======== Stored data ========
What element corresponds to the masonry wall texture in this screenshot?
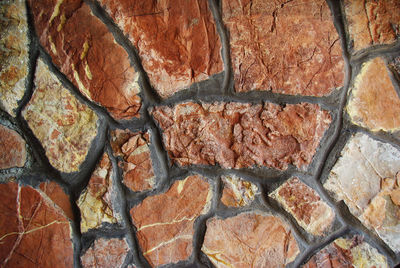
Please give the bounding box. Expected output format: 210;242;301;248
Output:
0;0;400;268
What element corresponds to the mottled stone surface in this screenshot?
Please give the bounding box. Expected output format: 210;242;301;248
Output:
222;0;344;96
201;213;299;268
0;125;26;169
81;238;129;268
324;133;400;252
131;176;211;267
0;182;73;268
221;175;260;207
270;178;335;235
22;60;97;172
100;0;223;98
344;0;400;50
151;102;331;169
302;236;389;268
111;129;155;191
347;58;400;131
0;0;29;116
28;0;141;119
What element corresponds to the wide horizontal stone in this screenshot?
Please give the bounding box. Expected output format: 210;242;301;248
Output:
100;0;223;98
201;213;299;268
22;60;97;172
28;0;141;119
150;102;331;169
222;0;344;96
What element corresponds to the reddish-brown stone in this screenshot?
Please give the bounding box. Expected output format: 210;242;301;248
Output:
222;0;344;96
29;0;141;119
100;0;223;98
151;102;331;169
131;176;211;267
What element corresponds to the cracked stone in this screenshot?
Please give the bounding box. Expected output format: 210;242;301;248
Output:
344;0;400;51
347;58;400;131
100;0;223;98
0;182;73;268
222;0;344;96
0;0;29;116
28;0;141;119
111;129;155;191
150;102;331;169
22;60;98;172
131;176;212;267
201;213;299;268
324;133;400;252
270;177;335;235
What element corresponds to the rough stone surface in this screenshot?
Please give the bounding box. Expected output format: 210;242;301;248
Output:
131;176;211;267
347;58;400;131
222;0;344;96
344;0;400;50
22;60;97;172
302;236;389;268
324;133;400;252
81;238;129;268
0;125;26;169
111;129;155;191
0;182;73;268
151;102;331;169
201;213;299;268
270;178;335;235
100;0;223;98
221;176;260;207
0;0;29;116
28;0;141;119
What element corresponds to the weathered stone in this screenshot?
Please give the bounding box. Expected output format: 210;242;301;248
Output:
81;238;129;268
201;213;299;268
344;0;400;50
28;0;141;119
0;125;26;169
0;0;29;116
302;236;389;268
347;58;400;131
111;129;155;191
324;133;400;252
100;0;223;98
151;102;331;169
131;176;211;267
22;60;97;172
270;178;335;235
222;0;344;96
0;182;73;268
221;176;260;207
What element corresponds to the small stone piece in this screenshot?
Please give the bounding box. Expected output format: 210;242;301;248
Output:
81;238;129;268
150;102;331;169
270;178;335;235
201;213;299;268
22;60;97;172
131;176;211;267
111;129;155;191
0;125;26;169
221;176;260;207
324;133;400;252
100;0;223;98
344;0;400;51
0;0;29;116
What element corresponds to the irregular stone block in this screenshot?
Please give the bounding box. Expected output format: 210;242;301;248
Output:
150;102;331;169
201;213;299;268
28;0;141;119
22;60;97;172
100;0;223;98
222;0;344;96
131;176;211;267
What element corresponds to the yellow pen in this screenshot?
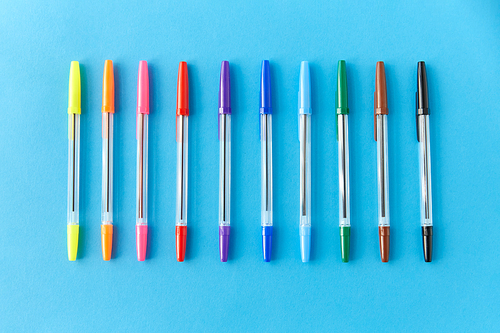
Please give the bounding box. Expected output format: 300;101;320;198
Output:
68;61;82;261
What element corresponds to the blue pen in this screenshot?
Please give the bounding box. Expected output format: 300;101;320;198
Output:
259;60;273;262
299;61;312;262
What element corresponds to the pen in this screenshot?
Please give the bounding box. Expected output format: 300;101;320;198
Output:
299;61;312;262
175;61;189;262
259;60;273;262
416;61;432;262
101;60;115;260
219;61;231;262
135;61;149;261
335;60;351;262
374;61;390;262
67;61;82;261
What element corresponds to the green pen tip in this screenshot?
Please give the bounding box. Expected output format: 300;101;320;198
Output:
340;227;351;262
335;60;349;114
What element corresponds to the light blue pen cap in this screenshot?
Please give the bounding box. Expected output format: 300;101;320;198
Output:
299;61;312;114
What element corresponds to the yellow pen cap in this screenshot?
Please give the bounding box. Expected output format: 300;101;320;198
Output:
68;61;82;114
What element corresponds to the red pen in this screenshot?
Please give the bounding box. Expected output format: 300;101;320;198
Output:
175;61;189;262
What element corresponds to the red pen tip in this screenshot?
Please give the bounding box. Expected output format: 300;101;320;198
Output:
175;226;187;262
176;61;189;116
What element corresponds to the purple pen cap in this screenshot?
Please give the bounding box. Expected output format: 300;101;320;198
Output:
219;61;231;114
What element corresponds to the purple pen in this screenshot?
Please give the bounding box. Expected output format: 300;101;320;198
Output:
219;61;231;262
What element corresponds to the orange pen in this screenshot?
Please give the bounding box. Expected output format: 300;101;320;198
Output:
101;60;115;260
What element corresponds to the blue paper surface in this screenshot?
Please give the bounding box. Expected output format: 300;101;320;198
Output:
0;1;500;332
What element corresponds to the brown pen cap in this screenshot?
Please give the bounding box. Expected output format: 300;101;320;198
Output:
373;61;389;141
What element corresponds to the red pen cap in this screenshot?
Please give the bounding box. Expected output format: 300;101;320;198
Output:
175;61;189;116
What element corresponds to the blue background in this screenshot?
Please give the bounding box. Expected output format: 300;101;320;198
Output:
0;1;500;332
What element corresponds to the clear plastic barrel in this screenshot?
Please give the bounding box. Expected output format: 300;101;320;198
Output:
260;114;273;227
337;114;351;227
136;113;149;225
175;116;188;226
299;114;311;227
219;114;231;227
101;112;113;224
377;114;391;227
418;115;432;227
68;113;80;225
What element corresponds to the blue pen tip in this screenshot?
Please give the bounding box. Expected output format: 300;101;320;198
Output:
262;227;273;262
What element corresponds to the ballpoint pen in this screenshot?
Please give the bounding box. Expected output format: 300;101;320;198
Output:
259;60;273;262
335;60;351;262
416;61;432;262
101;60;115;260
67;61;82;261
219;61;231;262
135;61;149;261
175;61;189;262
374;61;390;262
299;61;312;262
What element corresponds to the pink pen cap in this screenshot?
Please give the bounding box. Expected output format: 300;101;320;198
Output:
135;61;149;261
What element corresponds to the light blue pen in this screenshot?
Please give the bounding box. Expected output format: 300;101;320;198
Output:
299;61;312;262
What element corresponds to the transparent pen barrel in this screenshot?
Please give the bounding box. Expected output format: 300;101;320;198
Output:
418;115;432;227
377;115;390;227
337;114;351;227
175;116;188;226
299;114;311;227
136;113;149;225
101;112;113;224
219;114;231;226
260;114;273;227
68;113;80;225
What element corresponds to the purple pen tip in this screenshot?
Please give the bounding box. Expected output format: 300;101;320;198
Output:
219;227;230;262
219;61;231;114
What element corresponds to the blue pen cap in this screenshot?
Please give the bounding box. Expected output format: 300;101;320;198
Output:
299;61;312;114
259;60;273;114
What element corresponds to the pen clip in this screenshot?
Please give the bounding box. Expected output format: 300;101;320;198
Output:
373;92;377;141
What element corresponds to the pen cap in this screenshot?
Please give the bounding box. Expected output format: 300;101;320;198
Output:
137;60;149;114
219;61;231;114
102;60;115;113
373;61;389;141
299;61;312;114
417;61;429;115
175;61;189;116
259;60;273;114
335;60;349;114
68;61;82;114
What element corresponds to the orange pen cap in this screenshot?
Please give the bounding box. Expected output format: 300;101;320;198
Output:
102;60;115;113
101;224;113;260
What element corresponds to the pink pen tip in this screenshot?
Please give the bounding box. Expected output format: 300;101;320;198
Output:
135;225;148;261
137;60;149;114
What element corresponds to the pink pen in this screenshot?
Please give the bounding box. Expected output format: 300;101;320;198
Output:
135;61;149;261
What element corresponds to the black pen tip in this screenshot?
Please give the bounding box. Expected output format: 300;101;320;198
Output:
422;227;432;262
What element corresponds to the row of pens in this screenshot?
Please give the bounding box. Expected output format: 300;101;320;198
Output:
67;60;432;262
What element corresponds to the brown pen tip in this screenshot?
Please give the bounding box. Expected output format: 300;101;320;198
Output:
378;227;390;262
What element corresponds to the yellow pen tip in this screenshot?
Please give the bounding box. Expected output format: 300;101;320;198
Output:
68;61;82;114
68;225;80;261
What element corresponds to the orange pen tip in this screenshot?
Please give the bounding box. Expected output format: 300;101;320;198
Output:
102;60;115;113
101;224;113;261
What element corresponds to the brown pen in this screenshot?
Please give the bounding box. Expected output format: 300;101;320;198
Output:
373;61;390;262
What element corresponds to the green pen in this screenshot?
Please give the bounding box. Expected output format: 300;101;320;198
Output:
335;60;351;262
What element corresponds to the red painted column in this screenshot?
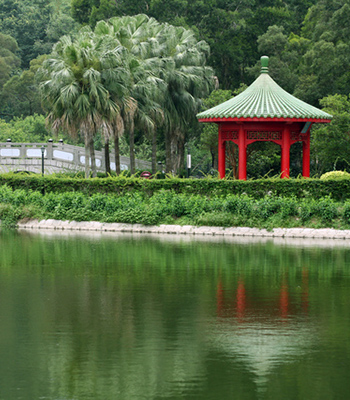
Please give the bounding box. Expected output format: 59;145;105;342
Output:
238;125;247;181
281;127;290;178
218;125;226;179
303;133;310;178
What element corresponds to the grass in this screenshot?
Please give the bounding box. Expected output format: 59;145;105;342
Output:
0;185;350;230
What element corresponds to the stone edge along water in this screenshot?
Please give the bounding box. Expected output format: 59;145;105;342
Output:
6;219;350;240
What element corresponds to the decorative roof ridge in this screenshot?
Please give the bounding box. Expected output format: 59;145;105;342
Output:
197;56;332;120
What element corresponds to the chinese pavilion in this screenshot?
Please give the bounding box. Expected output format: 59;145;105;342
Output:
197;56;332;180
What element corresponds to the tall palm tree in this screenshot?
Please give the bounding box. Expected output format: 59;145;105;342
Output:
159;24;214;173
40;28;126;178
95;14;162;173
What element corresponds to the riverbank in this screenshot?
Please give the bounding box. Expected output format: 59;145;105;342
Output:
18;219;350;240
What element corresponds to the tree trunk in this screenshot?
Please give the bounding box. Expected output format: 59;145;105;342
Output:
114;135;120;175
89;137;97;178
165;132;172;174
81;129;90;179
129;118;135;175
171;131;185;174
105;138;111;176
152;129;157;175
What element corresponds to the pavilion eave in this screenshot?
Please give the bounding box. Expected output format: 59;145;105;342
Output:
198;117;331;124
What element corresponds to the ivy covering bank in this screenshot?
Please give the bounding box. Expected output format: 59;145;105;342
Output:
0;177;350;229
0;174;350;201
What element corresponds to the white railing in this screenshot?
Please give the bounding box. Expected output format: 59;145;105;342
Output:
0;141;151;173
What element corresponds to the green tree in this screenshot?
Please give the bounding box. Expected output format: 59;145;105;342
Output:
0;0;52;68
40;28;123;178
0;32;20;90
0;56;46;118
311;94;350;175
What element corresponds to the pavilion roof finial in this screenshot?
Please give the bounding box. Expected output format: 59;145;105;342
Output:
260;56;269;74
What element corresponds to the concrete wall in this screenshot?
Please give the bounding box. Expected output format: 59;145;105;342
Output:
0;142;152;174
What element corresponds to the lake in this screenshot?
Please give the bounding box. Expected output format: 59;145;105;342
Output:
0;231;350;400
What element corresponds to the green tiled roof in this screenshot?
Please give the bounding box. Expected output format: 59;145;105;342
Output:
197;56;332;120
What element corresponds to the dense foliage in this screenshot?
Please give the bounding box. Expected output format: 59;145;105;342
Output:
0;174;350;201
0;180;350;228
0;0;350;178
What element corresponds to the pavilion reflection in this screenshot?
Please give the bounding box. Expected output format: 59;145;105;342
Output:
212;268;317;391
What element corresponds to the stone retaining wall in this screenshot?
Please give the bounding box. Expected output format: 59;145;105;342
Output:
14;219;350;239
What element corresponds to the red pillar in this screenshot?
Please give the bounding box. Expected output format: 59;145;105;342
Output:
303;133;310;178
281;127;290;178
238;125;247;181
218;125;226;179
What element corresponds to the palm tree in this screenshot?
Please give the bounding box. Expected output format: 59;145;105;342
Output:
159;25;214;173
40;28;126;178
95;14;162;174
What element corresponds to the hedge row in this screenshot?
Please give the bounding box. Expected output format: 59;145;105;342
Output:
0;185;350;228
0;174;350;201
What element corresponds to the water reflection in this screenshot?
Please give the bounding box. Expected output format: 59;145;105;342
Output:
0;233;350;400
211;274;318;392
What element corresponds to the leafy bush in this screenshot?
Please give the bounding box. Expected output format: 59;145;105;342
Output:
320;171;350;181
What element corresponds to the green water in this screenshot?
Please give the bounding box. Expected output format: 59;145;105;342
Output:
0;232;350;400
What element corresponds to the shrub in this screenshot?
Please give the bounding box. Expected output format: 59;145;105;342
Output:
320;171;350;181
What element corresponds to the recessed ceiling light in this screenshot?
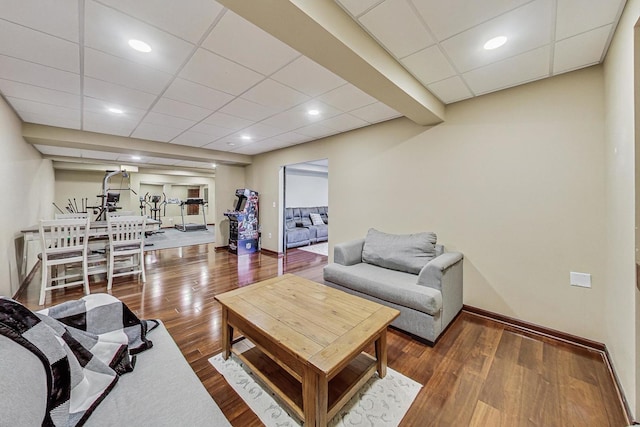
========
Exercise goal:
Please change "masonry wall texture" to "brick wall pattern" in the stretch from the start of the data through the line containing "0;0;400;268", keeping everything else the same. Leave the pictures out of your answer.

Complete response:
What element corresponds to the brick wall pattern in this screenshot?
Please give the bounding box. Expected output format: 210;242;301;248
Output:
0;0;400;268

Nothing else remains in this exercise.